Selection:
════════════════
Irish Classical Theater

By Elizabeth A. McCall

kavinoky
Irish Classical Theater Co. Director, Vincent O’Neill, in front of the Andrews Theatre downtown.
Park on East Tupper, just to the left of the part of Main Street you can’t drive on. Walk up the pedestrian boulevard toward the above-ground part of the subway. Pretend you haven’t lived here your whole life. Pretend you’re here for the first time. Pretend you’ve just gotten off a plane, out of a cab from the airport, and you’re seeing Main Street for the first time. Look at the contrast between the neon metal arches above the subway and the gothic spires of the church in the distance. Look downtown and catch the shrug of City Hall, the reach of the HSBC tower, and the glint of Golddome. See the pillars of Theater Place as though you’d been on a plane for eight hours, coming from, say, Ireland. Walk past Studio Arena, past the Pfeifer Theatre, approach the scrolling marquis lights of Shea’s. Look at the sleek, glassy front of the Bijou, Sue’s NY Deli and Gallery 101 Bistro and the new Angelika Film Cafe. The tops of the buildings are intricately detailed with pillars and buffalo heads surrounded by scrolls, wreaths, and ribbons. These buildings are great. They are beautiful and old. We have a history here. We are validated by this architecture.
════════════════
What this task involves: Print the Irish Classical Theater article word for word, from its title to its final sentence. The listing that comes next is taken from a separate source and has no connection to the Irish Classical Theater article.

Records provided:
════════════════
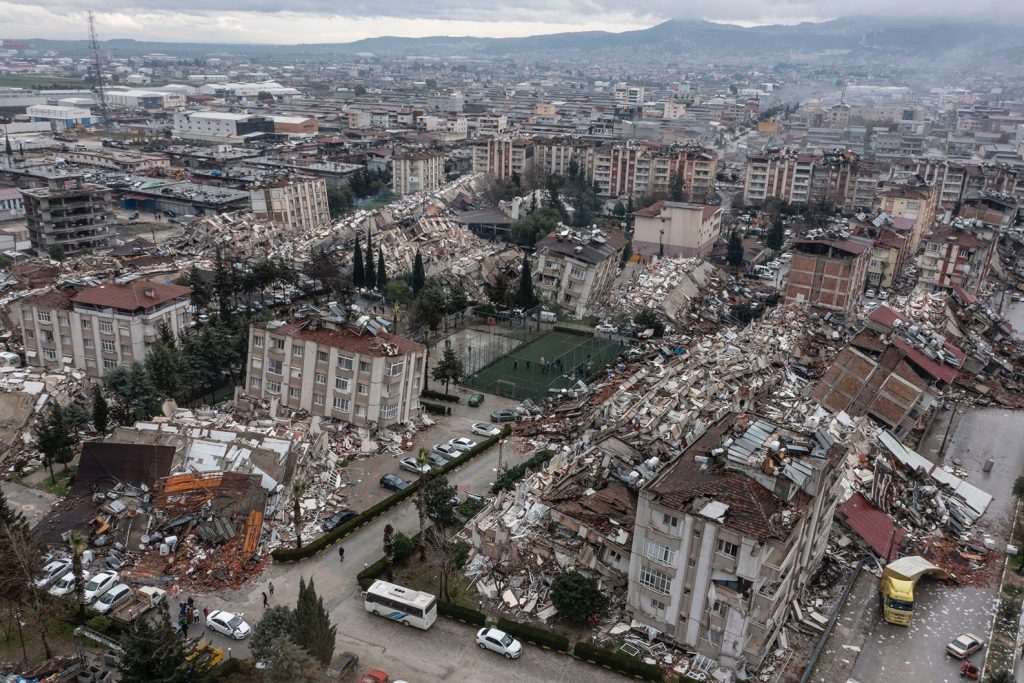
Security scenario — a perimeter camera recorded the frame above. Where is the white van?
[92,584,135,614]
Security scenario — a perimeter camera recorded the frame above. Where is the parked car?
[449,436,476,453]
[490,411,519,422]
[33,560,71,588]
[946,633,985,659]
[430,443,459,461]
[476,629,522,659]
[398,458,430,474]
[206,609,252,640]
[83,571,118,605]
[381,474,412,492]
[469,422,502,436]
[324,508,359,531]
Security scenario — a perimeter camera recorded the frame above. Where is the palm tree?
[68,529,85,617]
[416,449,429,560]
[292,483,306,548]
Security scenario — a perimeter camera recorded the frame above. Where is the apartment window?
[643,539,676,565]
[640,565,672,595]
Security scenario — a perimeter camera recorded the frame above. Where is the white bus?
[362,579,437,631]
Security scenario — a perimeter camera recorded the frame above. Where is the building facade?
[15,280,191,378]
[633,202,722,258]
[391,150,444,195]
[245,314,426,427]
[22,176,115,255]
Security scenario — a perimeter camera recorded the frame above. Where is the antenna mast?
[89,9,110,126]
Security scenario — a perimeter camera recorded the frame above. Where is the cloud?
[0,0,1024,43]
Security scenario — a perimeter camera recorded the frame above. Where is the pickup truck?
[111,586,167,624]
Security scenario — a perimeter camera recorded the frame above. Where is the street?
[847,408,1024,683]
[189,423,622,682]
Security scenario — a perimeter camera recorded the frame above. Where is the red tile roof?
[72,280,191,310]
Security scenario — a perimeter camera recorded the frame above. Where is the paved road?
[193,440,622,683]
[850,408,1024,683]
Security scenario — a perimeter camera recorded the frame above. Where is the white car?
[476,629,522,659]
[83,571,118,605]
[449,436,476,453]
[33,560,71,588]
[469,422,502,436]
[206,609,252,640]
[47,571,92,598]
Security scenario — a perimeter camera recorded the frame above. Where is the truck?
[879,555,951,626]
[110,586,167,624]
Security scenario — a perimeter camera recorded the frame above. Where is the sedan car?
[84,571,118,605]
[490,411,519,422]
[206,609,252,640]
[398,458,430,474]
[469,422,502,436]
[449,436,476,453]
[381,474,412,492]
[324,508,358,531]
[476,629,522,659]
[946,633,985,659]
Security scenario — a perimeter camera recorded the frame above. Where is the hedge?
[496,618,569,652]
[420,389,462,403]
[270,425,512,562]
[437,600,487,626]
[572,643,665,681]
[490,450,555,494]
[420,400,452,415]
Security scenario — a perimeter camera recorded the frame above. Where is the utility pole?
[88,9,109,126]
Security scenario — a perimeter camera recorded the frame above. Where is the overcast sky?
[0,0,1024,43]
════════════════
Result of the task:
Irish Classical Theater

By Elizabeth A. McCall

kavinoky
Irish Classical Theater Co. Director, Vincent O’Neill, in front of the Andrews Theatre downtown.
Park on East Tupper, just to the left of the part of Main Street you can’t drive on. Walk up the pedestrian boulevard toward the above-ground part of the subway. Pretend you haven’t lived here your whole life. Pretend you’re here for the first time. Pretend you’ve just gotten off a plane, out of a cab from the airport, and you’re seeing Main Street for the first time. Look at the contrast between the neon metal arches above the subway and the gothic spires of the church in the distance. Look downtown and catch the shrug of City Hall, the reach of the HSBC tower, and the glint of Golddome. See the pillars of Theater Place as though you’d been on a plane for eight hours, coming from, say, Ireland. Walk past Studio Arena, past the Pfeifer Theatre, approach the scrolling marquis lights of Shea’s. Look at the sleek, glassy front of the Bijou, Sue’s NY Deli and Gallery 101 Bistro and the new Angelika Film Cafe. The tops of the buildings are intricately detailed with pillars and buffalo heads surrounded by scrolls, wreaths, and ribbons. These buildings are great. They are beautiful and old. We have a history here. We are validated by this architecture.